_WHAT IS EXPECTED_. Recast everything from the line containing "Q: Where does the dark background" down to the line containing "[230,176,252,194]", both included, as a numbered list with blank lines dropped. Leave the pictures out of the answer.
--------------------------------
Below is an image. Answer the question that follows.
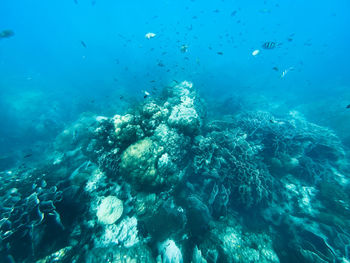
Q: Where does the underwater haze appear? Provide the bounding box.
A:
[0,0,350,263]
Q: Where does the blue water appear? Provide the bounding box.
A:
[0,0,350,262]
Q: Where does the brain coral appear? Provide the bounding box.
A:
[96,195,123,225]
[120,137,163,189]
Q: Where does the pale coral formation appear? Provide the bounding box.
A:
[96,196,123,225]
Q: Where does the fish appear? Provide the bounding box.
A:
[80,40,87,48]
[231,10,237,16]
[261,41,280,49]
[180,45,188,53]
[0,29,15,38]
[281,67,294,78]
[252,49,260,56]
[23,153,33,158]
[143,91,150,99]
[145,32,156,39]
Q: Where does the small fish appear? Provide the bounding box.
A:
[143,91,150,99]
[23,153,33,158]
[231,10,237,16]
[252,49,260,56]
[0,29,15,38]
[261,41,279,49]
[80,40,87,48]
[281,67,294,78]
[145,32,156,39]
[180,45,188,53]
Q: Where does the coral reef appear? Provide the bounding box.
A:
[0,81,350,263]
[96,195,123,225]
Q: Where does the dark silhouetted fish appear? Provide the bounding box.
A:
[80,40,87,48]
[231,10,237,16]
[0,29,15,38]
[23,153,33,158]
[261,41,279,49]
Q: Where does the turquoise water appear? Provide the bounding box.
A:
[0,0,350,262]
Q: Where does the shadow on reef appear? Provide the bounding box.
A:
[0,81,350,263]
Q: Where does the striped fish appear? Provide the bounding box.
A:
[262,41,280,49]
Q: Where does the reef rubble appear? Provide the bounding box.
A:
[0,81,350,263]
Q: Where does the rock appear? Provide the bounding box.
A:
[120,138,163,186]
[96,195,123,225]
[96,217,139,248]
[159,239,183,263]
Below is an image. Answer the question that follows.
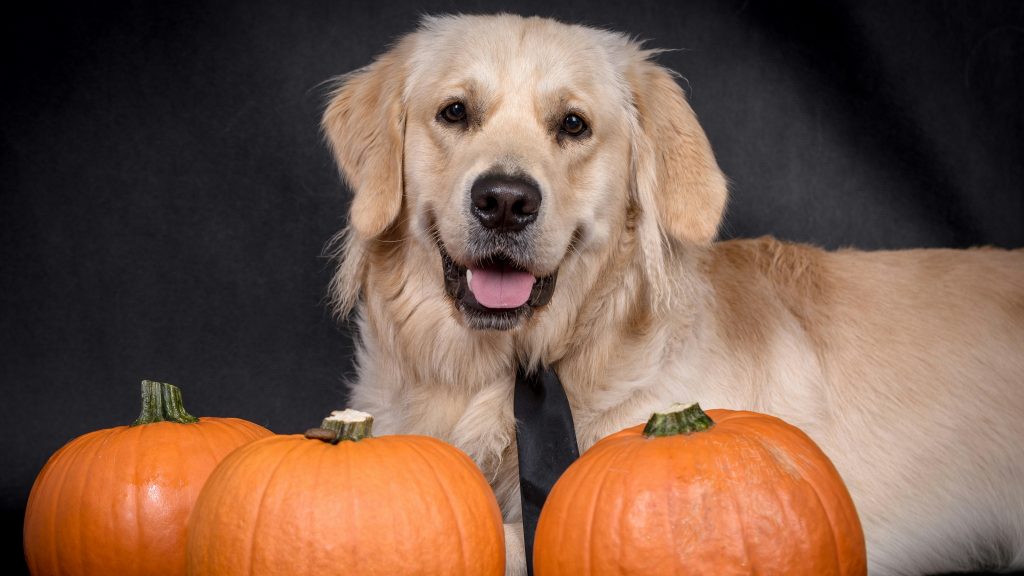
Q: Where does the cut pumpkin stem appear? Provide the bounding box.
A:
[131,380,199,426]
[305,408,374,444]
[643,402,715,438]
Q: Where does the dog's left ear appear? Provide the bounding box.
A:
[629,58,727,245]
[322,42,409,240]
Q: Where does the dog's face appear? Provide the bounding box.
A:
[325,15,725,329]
--------------------------------
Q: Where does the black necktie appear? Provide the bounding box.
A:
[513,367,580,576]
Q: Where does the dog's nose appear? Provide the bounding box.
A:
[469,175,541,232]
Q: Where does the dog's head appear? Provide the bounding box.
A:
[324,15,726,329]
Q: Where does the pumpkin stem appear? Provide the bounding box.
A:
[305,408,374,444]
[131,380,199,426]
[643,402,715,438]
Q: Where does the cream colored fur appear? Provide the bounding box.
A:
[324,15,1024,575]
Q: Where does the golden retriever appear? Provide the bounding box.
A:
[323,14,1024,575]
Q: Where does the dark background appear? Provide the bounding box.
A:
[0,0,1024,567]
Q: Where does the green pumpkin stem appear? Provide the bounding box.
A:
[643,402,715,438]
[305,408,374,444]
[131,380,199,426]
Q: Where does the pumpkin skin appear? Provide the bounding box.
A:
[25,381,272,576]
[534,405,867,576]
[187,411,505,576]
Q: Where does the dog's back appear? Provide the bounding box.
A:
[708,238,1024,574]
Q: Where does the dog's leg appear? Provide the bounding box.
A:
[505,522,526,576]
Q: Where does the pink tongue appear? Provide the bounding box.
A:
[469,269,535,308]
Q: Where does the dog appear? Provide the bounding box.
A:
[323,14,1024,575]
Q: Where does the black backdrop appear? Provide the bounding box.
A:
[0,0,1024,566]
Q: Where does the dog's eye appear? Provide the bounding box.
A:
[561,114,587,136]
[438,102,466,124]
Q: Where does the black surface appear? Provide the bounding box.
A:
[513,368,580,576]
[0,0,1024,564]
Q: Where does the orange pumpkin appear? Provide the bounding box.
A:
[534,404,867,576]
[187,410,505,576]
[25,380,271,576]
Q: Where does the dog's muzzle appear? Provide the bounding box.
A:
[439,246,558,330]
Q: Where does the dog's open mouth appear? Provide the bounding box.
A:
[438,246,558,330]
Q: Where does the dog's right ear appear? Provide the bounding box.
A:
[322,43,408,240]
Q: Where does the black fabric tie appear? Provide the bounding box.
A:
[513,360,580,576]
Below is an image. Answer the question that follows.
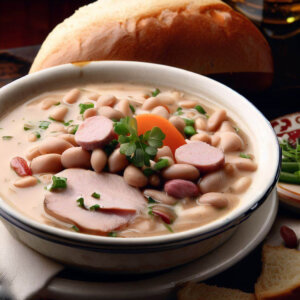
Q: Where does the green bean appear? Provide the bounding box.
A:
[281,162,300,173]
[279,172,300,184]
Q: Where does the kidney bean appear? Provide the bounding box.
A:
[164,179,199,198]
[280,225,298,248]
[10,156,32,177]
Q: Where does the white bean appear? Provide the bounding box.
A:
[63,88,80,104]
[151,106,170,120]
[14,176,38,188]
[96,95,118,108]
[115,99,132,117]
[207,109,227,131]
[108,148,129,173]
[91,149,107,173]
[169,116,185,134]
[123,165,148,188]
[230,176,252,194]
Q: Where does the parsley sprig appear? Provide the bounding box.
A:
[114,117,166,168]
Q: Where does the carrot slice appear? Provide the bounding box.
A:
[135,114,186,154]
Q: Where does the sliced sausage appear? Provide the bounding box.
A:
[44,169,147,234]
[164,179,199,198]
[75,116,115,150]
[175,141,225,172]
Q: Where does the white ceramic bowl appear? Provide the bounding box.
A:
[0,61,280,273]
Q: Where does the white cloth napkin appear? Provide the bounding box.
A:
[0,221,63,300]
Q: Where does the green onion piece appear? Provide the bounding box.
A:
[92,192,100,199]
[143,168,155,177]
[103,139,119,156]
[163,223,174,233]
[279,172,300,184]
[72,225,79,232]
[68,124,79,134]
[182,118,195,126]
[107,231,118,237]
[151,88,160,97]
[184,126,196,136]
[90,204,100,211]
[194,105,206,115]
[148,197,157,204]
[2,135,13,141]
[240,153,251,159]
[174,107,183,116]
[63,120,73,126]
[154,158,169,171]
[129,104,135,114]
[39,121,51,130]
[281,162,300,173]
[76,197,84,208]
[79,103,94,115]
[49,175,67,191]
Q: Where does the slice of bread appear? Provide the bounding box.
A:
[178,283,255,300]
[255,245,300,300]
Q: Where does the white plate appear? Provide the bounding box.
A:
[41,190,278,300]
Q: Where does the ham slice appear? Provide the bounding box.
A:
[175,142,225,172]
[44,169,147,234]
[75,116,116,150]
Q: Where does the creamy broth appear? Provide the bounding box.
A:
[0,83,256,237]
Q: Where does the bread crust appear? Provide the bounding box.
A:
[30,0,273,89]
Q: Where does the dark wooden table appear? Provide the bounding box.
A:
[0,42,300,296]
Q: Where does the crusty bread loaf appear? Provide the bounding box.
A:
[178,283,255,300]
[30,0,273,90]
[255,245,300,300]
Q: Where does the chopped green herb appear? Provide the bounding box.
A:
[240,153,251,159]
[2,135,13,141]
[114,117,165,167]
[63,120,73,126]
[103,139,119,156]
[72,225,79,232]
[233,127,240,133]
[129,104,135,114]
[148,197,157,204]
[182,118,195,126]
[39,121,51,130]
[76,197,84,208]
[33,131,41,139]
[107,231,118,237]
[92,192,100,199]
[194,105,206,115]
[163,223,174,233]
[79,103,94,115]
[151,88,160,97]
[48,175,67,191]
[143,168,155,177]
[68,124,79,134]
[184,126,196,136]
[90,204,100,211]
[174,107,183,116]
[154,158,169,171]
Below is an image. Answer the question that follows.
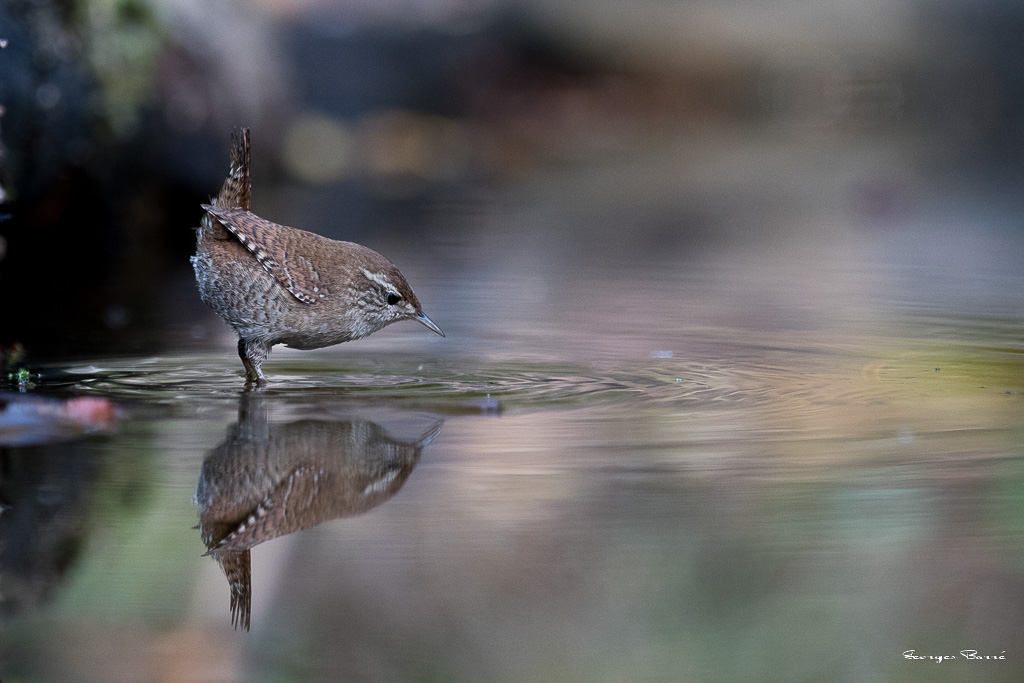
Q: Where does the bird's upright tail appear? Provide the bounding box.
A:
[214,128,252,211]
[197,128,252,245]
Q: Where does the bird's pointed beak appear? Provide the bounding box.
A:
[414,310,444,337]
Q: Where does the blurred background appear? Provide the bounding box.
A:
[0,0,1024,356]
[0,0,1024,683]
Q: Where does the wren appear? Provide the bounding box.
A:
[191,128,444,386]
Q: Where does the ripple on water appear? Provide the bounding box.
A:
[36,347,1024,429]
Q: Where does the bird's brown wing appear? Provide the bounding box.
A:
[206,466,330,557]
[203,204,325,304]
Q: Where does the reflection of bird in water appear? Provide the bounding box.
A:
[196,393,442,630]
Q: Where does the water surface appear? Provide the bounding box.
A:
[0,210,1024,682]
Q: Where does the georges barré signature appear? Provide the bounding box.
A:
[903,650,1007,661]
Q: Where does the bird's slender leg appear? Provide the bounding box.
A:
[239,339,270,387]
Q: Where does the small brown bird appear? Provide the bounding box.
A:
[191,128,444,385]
--------------------------------
_CORRECT RESULT_.
1. Q: Where does the dark background appear? Provide the bounding box.
2. A:
3. [0,0,1024,567]
4. Q: Where does the green pumpkin stem appear? Provide the bounding box.
5. A:
6. [643,402,715,438]
7. [305,408,374,444]
8. [131,380,199,426]
9. Q: Where does the pumpkin skin appear? Provide the bounding box.
10. A:
11. [25,381,272,576]
12. [534,405,867,576]
13. [187,411,505,576]
14. Q: Where does the dog's back appear? Provide the bounding box.
15. A:
16. [708,238,1024,574]
17. Q: Where does the dog's leg appear? Provide the bounding box.
18. A:
19. [505,522,526,576]
20. Q: Where does the pink tongue appear? Provide the bounding box.
21. A:
22. [469,269,535,308]
23. Q: Where does the dog appear? Provide the bounding box.
24. A:
25. [323,14,1024,575]
26. Q: Where does the black backdrop appear? Provide the bounding box.
27. A:
28. [0,0,1024,566]
29. Q: Where does the dog's eye appear? Provide the bounding box.
30. A:
31. [561,114,587,136]
32. [438,102,466,124]
33. Q: Where does the black surface appear? Provide the bounding box.
34. A:
35. [513,368,580,576]
36. [0,0,1024,564]
37. Q: Where does the orange pumpkin appear? Provide the bounding box.
38. A:
39. [534,404,867,576]
40. [187,410,505,576]
41. [25,380,271,576]
42. Q: Where does the dog's muzzle appear? Provide the bounding box.
43. A:
44. [439,246,558,330]
45. Q: Where does the dog's open mouth appear? Provide the bounding box.
46. A:
47. [438,246,558,330]
48. Q: Where does the dog's right ear appear? Provide the bounding box.
49. A:
50. [322,43,408,240]
51. Q: Where does the black fabric tie appear? Provide the bounding box.
52. A:
53. [513,360,580,576]
54. Below is an image. Answer the question that follows.
55. Q: Where does the green bean appear? Provide the bounding box.
56. A:
57. [281,162,300,173]
58. [279,172,300,184]
59. Q: Where does the kidney bean appear? Provide the bounding box.
60. A:
61. [164,179,199,198]
62. [280,225,298,248]
63. [10,156,32,177]
64. Q: Where does the white bean appear? Provide the bounding box.
65. A:
66. [63,88,80,104]
67. [151,106,170,120]
68. [14,176,38,188]
69. [96,95,118,108]
70. [115,99,132,117]
71. [207,109,227,131]
72. [108,148,129,173]
73. [91,149,107,173]
74. [169,116,185,134]
75. [123,165,148,188]
76. [230,176,252,194]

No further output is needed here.